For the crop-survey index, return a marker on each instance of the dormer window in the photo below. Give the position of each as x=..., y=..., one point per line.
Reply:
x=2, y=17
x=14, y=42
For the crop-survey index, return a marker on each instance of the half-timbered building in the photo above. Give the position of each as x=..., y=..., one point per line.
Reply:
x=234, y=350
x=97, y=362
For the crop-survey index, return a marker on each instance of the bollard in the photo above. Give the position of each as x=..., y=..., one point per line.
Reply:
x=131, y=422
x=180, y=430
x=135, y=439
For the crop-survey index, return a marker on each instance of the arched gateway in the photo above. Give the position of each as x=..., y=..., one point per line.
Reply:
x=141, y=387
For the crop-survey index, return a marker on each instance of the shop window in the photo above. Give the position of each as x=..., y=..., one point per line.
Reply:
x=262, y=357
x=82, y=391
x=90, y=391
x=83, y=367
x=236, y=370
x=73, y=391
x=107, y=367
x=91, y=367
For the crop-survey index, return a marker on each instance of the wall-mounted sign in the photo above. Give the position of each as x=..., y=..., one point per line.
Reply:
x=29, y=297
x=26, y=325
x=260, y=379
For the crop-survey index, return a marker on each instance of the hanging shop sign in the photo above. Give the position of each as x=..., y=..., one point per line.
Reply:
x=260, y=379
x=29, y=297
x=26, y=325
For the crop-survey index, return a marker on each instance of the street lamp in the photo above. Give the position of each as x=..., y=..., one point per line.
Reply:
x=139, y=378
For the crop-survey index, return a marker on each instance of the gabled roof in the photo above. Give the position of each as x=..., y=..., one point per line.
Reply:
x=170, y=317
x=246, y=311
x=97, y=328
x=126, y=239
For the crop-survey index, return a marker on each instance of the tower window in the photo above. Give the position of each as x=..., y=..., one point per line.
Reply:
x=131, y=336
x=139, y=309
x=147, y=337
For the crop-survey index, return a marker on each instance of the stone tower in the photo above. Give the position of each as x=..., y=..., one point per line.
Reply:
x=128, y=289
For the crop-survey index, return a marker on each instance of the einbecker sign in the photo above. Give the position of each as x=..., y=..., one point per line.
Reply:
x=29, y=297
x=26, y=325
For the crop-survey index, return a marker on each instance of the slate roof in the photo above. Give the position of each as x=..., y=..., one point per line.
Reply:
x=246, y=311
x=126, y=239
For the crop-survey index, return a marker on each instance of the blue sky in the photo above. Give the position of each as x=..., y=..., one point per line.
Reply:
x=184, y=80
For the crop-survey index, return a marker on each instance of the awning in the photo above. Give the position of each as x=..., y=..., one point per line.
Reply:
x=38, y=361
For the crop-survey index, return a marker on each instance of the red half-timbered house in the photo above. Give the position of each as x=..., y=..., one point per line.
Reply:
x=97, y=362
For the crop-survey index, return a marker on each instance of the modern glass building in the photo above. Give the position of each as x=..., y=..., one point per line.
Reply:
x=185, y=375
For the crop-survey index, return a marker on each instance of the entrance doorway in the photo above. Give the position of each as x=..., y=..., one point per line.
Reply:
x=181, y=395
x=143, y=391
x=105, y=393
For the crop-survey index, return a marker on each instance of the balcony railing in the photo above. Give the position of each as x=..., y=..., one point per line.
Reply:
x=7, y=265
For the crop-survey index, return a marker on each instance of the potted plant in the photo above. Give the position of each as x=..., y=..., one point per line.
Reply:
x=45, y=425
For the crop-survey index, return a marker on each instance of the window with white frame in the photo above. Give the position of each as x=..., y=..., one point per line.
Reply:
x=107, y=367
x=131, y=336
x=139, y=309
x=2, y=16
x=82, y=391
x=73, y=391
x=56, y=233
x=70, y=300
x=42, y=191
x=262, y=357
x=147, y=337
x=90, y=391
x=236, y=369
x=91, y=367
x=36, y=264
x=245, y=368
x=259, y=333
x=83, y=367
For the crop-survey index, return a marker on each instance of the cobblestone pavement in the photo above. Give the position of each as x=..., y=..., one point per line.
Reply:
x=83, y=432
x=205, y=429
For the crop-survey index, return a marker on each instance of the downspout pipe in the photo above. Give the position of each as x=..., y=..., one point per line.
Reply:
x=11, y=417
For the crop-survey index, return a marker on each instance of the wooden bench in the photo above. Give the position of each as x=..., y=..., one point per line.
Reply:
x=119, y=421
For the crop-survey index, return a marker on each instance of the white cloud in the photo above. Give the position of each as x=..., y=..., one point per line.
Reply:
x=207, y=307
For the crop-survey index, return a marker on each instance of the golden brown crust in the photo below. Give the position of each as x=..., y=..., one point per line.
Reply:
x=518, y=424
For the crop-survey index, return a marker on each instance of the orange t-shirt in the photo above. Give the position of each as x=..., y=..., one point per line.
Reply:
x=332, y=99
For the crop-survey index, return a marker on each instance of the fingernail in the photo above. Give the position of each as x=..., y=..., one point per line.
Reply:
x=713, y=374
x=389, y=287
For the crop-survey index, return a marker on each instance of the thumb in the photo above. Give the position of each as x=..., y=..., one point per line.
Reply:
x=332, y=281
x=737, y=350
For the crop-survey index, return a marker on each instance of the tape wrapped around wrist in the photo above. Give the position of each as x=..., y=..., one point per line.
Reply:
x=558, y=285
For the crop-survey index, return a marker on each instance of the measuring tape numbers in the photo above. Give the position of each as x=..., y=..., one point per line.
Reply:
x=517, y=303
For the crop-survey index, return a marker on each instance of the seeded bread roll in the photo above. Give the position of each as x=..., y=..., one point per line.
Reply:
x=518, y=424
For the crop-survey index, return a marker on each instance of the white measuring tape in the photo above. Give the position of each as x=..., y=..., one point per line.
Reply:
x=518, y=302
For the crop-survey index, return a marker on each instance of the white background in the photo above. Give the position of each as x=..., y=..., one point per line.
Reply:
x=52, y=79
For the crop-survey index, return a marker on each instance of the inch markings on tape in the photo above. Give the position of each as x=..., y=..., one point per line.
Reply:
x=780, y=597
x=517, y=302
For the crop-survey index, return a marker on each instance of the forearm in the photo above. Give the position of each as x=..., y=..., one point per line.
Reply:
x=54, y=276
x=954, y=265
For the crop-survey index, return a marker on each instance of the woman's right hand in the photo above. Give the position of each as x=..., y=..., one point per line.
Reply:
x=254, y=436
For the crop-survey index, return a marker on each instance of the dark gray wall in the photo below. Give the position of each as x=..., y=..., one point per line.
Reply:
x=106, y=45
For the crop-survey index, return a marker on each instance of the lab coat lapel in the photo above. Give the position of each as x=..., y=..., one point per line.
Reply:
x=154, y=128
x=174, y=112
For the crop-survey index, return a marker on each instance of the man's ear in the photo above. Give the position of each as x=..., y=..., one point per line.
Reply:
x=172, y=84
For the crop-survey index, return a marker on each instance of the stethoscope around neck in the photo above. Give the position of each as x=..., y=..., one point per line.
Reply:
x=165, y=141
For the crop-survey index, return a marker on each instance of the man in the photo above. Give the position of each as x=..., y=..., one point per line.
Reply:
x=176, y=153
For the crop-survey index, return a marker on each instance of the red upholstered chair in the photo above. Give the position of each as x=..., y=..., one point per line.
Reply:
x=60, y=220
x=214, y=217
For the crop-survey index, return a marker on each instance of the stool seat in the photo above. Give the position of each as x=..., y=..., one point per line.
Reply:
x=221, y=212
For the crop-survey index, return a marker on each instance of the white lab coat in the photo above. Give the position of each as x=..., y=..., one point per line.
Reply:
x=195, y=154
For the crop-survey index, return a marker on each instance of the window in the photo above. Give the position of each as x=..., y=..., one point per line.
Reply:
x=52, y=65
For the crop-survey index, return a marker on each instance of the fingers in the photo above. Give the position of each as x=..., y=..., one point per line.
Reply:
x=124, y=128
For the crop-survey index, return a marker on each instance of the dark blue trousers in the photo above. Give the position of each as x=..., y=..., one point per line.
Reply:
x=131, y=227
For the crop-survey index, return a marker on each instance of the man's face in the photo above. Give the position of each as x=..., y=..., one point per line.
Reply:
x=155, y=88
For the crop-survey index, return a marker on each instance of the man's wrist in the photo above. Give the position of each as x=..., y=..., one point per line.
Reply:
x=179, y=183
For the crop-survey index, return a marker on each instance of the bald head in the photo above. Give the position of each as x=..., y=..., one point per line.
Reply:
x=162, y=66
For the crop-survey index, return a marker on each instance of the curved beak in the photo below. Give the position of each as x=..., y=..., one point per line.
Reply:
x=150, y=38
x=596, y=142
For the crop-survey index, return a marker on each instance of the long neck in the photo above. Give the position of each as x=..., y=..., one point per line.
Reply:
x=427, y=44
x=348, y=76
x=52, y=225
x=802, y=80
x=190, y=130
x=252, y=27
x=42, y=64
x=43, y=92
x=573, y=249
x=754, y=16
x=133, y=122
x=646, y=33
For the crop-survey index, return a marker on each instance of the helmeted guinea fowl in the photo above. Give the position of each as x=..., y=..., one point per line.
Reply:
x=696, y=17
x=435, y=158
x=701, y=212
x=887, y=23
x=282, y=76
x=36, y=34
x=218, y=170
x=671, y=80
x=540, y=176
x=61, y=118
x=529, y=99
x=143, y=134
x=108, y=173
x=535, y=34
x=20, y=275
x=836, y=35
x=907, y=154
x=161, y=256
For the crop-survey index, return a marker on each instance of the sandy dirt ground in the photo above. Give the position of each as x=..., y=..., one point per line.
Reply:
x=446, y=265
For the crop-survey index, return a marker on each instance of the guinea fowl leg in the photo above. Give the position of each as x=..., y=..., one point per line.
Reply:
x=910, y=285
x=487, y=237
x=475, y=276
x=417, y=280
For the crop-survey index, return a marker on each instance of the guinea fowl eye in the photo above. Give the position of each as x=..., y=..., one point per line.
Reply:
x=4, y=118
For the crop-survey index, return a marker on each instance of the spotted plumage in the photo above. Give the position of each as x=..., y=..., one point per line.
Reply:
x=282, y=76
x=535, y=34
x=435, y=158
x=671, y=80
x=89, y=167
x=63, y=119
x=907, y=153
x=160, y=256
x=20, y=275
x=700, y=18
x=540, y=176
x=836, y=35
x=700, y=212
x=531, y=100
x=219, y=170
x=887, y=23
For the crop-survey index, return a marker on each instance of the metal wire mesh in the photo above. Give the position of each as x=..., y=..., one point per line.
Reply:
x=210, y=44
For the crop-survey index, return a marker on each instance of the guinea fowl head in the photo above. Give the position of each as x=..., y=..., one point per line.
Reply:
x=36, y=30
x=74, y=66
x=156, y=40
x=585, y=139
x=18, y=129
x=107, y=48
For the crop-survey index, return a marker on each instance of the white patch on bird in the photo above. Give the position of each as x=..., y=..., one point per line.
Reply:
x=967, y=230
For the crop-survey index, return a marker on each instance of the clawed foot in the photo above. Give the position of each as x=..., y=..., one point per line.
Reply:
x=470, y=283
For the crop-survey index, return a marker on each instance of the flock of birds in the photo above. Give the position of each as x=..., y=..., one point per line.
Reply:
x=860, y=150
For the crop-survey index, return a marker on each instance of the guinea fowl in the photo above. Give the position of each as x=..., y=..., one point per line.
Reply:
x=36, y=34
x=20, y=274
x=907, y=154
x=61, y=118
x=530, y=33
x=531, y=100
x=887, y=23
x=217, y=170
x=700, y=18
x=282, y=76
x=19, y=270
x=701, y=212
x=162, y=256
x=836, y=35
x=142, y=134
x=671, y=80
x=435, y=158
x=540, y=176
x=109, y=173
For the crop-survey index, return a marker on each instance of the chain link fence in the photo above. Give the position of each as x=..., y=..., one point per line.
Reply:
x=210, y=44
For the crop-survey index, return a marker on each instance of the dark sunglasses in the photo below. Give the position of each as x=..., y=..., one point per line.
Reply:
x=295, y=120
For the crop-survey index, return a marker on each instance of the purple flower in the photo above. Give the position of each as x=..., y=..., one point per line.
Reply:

########################################

* Brief
Using the listing, collect all lines in which the string "blue" is found.

* Response for this exercise
For the crop-survey index, return a marker on each instance of the blue sky in the photo above. Give the position of each as x=..., y=..., one point per line.
For the crop-survey index, return a marker on each instance of the dark blue trousers in the photo above. Give the position of each as x=..., y=..., one point per line.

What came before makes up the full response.